[start]

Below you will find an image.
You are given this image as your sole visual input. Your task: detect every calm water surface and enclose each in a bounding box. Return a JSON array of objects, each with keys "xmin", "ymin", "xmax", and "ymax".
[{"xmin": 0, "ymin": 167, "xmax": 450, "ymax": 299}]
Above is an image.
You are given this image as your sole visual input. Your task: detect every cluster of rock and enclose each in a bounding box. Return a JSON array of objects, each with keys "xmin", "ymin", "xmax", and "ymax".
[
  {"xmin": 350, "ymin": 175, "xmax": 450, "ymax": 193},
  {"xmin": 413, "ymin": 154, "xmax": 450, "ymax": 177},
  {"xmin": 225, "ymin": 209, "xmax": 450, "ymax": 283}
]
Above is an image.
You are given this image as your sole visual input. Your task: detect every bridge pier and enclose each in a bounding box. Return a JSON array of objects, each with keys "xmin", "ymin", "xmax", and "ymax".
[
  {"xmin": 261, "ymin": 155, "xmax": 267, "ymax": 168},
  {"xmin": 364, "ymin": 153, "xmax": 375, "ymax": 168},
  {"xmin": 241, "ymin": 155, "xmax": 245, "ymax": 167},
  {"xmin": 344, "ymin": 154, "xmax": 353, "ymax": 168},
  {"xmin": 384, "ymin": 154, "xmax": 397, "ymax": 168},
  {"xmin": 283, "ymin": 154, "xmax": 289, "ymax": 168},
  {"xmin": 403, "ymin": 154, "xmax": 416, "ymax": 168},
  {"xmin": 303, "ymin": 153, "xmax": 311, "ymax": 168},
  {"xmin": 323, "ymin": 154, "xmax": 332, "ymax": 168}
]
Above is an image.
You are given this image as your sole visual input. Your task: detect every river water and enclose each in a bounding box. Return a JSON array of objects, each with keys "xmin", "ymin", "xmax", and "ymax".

[end]

▸ **EXERCISE AIM**
The records above should be returned exactly.

▸ **RESPONSE FOR THIS EXERCISE**
Below you will find an image.
You are given this image as your sole visual input. Your task: detect every calm water surface and enclose each in a bounding box. Return a JSON array of objects, each with keys "xmin", "ymin", "xmax", and "ymax".
[{"xmin": 0, "ymin": 167, "xmax": 450, "ymax": 299}]
Above is an image.
You are given this image as your sole visual input. Your task: detect every cluster of rock and enclose each in a bounding box. Return a JSON array of objects, each with keys "xmin", "ymin", "xmax", and "ymax".
[
  {"xmin": 350, "ymin": 175, "xmax": 450, "ymax": 193},
  {"xmin": 413, "ymin": 154, "xmax": 450, "ymax": 177},
  {"xmin": 225, "ymin": 209, "xmax": 450, "ymax": 283}
]
Above is an image.
You are given this image as your sole visual input. Your task: detect every bridge pier and enclose each in a bounding box. Return a JSON array of objects, each with keys "xmin", "ymin", "xmax", and "ymax".
[
  {"xmin": 261, "ymin": 155, "xmax": 267, "ymax": 168},
  {"xmin": 364, "ymin": 153, "xmax": 375, "ymax": 168},
  {"xmin": 241, "ymin": 155, "xmax": 245, "ymax": 167},
  {"xmin": 344, "ymin": 154, "xmax": 353, "ymax": 168},
  {"xmin": 384, "ymin": 154, "xmax": 397, "ymax": 168},
  {"xmin": 283, "ymin": 154, "xmax": 289, "ymax": 168},
  {"xmin": 403, "ymin": 154, "xmax": 416, "ymax": 168},
  {"xmin": 303, "ymin": 153, "xmax": 311, "ymax": 168},
  {"xmin": 323, "ymin": 154, "xmax": 332, "ymax": 168}
]
Above is an image.
You are given this image as your sole visual input. Your task: detect every river water and enclose each in a bounding box. Return a JSON array of objects, each with keys "xmin", "ymin", "xmax", and "ymax".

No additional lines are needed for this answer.